◆ **SOURCE TEXT**:
###

Posted on 23 March 2012. Tags: Kurdistan, Norwegian Institute of International Affairs, Reidar Visser

The following article was published by Reidar Visser, an historian of Iraq educated at the University of Oxford and currently based at the Norwegian Institute of International Affairs. It is reproduced here with the author’s permission. Any opinions expressed are those of the author, and do not necessarily reflect the views of Iraq Business News.

So, finally, Masud Barzani, the president of the Kurdistan Regional Government (KRG), has delivered his much-anticipated speech on the occasion of the Nowroz festival that marks the beginning of a new year in the extended Persian cultural sphere stretching from Kurdistan to Afghanistan.

Much of the content of the speech was predictable simply because it involved reiteration of previously stated positions, if perhaps in somewhat more pitched variants than before. This included strictures on the concentration of power by Prime Minister Nuri al-Maliki (including numerous erroneous descriptions such as saying Maliki “is” the defence minister etc.) as well as not-so-veiled threats about Kurdish secession if the problems persist (“we will turn to our people”).

As usual, there are numerous problems in the way the Kurdish leadership appeal to the Iraqi constitution whenever they are in conflict with Maliki, including the contradictive statement “the Iraqi constitution is constantly violated and the Erbil agreement, which was the basis upon which the current government was formed, has been completely ignored.” With its creation of extra-constitutional institutions and its attempts to change the Iraqi state structure by fiat when in fact referendums are constitutionally required, the Arbil agreement is itself a veritable violation of the Iraqi constitution!

###

(Stored data)
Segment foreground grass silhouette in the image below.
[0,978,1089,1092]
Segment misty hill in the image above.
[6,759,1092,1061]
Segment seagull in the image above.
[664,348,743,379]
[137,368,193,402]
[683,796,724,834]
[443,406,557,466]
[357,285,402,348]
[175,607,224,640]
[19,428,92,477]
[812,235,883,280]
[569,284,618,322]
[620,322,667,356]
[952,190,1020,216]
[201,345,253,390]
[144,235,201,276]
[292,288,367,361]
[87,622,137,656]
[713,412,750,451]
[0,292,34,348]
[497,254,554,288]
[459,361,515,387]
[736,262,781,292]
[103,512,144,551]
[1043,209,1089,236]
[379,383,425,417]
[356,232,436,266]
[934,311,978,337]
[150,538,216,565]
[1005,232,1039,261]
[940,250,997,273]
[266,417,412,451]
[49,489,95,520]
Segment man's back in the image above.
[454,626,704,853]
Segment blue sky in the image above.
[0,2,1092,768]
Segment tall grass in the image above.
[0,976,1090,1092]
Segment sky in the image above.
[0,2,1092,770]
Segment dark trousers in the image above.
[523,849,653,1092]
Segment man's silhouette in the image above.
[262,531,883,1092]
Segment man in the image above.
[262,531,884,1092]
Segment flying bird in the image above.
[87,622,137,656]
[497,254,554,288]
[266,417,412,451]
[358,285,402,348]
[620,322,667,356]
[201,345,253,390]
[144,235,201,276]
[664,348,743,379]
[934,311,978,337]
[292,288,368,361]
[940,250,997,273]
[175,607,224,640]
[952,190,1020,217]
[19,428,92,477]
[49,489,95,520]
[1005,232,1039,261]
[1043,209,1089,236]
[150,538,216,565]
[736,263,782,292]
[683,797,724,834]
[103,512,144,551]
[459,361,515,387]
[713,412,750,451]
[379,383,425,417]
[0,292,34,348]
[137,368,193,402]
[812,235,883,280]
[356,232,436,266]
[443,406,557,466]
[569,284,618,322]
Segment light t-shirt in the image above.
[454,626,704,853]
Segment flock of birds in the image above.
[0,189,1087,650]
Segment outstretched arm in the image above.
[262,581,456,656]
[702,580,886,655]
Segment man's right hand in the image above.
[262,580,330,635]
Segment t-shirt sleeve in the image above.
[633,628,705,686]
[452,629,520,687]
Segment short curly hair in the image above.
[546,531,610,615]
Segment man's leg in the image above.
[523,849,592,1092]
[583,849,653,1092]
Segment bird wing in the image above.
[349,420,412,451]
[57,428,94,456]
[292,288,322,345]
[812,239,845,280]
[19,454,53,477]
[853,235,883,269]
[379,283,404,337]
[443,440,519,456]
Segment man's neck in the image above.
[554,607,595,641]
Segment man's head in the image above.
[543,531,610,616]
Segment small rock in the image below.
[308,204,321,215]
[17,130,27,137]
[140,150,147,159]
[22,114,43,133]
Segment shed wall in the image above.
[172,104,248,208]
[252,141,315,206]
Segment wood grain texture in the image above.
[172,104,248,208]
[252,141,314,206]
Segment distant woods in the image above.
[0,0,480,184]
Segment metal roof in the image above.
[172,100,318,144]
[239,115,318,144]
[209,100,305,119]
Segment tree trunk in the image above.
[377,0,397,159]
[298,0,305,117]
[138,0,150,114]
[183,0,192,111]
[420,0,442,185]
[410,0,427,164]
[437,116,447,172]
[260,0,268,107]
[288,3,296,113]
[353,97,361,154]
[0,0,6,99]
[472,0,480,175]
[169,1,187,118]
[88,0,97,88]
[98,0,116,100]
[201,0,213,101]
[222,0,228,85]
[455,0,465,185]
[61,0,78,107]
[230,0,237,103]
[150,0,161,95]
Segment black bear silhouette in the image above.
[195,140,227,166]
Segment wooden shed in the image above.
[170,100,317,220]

###

◆ **PARTS OF THE EXERCISE**:
a. In the article on Barzani's Nowroz speech, swap "Reidar Visser" for "the author" and give the passage that begins at the words "Posted on 23" and stops after "Kurdistan to Afghanistan.".
b. Name every person the article on Barzani's Nowroz speech mentions by full name.

◆ **RESPONSES TO THE EXERCISE**:
a.
Posted on 23 March 2012. Tags: Kurdistan, Norwegian Institute of International Affairs, the author

The following article was published by the author, an historian of Iraq educated at the University of Oxford and currently based at the Norwegian Institute of International Affairs. It is reproduced here with the author’s permission. Any opinions expressed are those of the author, and do not necessarily reflect the views of Iraq Business News.

So, finally, Masud Barzani, the president of the Kurdistan Regional Government (KRG), has delivered his much-anticipated speech on the occasion of the Nowroz festival that marks the beginning of a new year in the extended Persian cultural sphere stretching from Kurdistan to Afghanistan.

b. Reidar Visser, Masud Barzani, Nuri al-Maliki